| Activity |
Below are entries. Copy exactly the lines running from the line that holds "Query: steep hillside" to the line that holds "Query: group of people", with both ends included.

(Records contained in a dataset)
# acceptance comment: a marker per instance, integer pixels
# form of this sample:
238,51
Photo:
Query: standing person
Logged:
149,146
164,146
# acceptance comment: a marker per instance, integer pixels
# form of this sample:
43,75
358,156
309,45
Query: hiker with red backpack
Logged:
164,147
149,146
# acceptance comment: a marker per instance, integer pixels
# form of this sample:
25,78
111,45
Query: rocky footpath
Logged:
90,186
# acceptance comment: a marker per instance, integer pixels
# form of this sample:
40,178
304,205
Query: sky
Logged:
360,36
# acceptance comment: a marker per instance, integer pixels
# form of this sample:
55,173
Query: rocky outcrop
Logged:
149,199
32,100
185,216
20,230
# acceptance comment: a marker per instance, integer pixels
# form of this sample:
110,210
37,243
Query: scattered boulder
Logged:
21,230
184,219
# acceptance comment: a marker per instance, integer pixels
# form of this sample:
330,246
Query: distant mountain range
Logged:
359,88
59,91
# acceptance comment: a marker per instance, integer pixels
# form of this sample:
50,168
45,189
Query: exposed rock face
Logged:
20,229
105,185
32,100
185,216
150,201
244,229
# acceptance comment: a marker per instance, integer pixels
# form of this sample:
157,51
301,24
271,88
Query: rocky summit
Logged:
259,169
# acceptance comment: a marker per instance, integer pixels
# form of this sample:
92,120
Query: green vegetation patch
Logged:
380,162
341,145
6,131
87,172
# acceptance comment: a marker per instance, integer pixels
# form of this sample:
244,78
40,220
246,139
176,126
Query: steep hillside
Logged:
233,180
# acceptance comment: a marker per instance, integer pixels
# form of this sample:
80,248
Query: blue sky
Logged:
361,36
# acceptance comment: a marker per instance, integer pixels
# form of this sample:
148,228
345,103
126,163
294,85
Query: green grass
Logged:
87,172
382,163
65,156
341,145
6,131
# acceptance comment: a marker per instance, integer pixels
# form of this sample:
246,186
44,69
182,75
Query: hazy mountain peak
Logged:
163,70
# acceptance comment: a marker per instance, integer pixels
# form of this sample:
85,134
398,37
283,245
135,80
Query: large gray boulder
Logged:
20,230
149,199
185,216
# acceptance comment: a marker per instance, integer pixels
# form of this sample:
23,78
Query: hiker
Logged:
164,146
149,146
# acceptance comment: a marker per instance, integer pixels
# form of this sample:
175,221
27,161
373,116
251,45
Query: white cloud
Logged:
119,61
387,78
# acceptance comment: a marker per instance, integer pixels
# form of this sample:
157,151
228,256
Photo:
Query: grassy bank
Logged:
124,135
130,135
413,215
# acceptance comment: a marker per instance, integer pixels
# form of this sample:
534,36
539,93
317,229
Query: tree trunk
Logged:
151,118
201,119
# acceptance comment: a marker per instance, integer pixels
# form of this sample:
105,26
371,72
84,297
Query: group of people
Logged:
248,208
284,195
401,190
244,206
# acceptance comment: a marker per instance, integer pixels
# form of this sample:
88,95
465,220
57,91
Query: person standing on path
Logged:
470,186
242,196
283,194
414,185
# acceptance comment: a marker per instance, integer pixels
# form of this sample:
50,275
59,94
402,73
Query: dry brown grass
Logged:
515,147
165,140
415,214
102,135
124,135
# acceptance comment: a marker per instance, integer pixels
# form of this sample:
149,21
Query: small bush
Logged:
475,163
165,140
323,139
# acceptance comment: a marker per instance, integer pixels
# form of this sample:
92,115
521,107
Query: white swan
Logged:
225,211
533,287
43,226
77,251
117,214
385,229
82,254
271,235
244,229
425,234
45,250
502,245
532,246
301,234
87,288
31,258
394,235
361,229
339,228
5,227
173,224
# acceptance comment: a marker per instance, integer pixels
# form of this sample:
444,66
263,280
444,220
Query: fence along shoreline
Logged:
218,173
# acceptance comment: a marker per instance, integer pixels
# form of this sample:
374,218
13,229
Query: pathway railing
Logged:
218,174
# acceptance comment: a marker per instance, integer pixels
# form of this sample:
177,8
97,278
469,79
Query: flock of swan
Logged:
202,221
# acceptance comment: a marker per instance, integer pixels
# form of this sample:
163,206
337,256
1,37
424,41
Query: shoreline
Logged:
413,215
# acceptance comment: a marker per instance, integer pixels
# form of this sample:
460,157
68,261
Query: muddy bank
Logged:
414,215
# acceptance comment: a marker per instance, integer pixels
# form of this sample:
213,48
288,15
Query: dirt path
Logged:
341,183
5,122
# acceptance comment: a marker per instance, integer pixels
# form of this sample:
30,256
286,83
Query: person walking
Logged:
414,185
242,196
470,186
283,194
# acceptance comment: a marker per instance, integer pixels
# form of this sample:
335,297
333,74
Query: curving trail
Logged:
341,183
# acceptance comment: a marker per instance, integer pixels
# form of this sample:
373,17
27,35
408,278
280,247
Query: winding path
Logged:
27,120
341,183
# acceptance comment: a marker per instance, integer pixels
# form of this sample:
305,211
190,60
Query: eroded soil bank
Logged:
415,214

==

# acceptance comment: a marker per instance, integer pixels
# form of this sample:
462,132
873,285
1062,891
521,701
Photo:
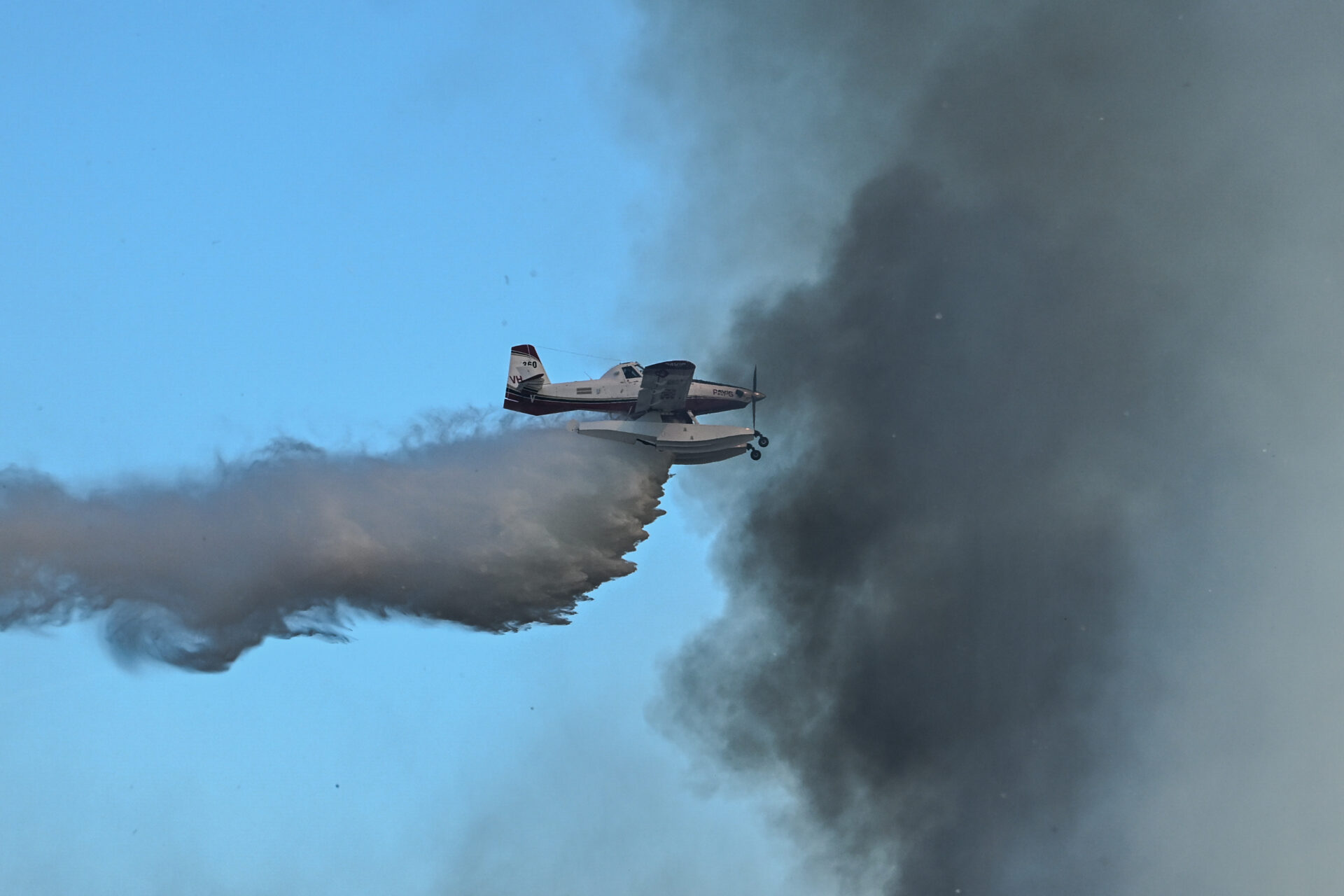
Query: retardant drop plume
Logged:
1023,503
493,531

| Response to this exercise |
Query: steep hillside
Logged:
233,180
# acceptance comment: a marker per instance, integer pixels
# form of this sample:
80,248
Query: blue sky
Logged:
361,36
# acceptance comment: a marker per instance, integer pixels
# form of this sample:
148,228
345,103
126,163
294,85
Query: green grass
Logged:
87,172
382,163
65,156
341,145
6,131
# acceptance comment: a marker per instance, integer pixels
# form of this sample:
246,186
44,69
182,75
Query: hazy mountain peak
Logged:
163,70
# acceptance comment: a marker per instance, integer pixels
# form of this sample:
85,134
398,37
283,245
135,80
Query: large gray boulder
Logged:
20,230
149,199
185,216
# acceptance comment: a marker per instance, integer pixels
# form of this sample:
23,78
Query: hiker
Logged:
164,146
149,146
# acceptance comment: a marker per instance, integer pixels
# form of this sample:
175,221
27,161
373,116
251,45
Query: white cloud
Logged:
119,61
387,78
# acceptance comment: a marker per instance, integer pixels
# form of this sample:
157,151
228,256
Photo:
Query: grassy bank
Logged:
124,135
130,135
413,215
# acceptance comment: a marker per instance, integer pixels
# form of this sample:
534,36
539,93
317,229
Query: tree trunk
Logged:
151,118
201,119
# acceptance comment: a marker per instance, integer pixels
# form of this sample:
105,26
371,72
84,297
Query: group of people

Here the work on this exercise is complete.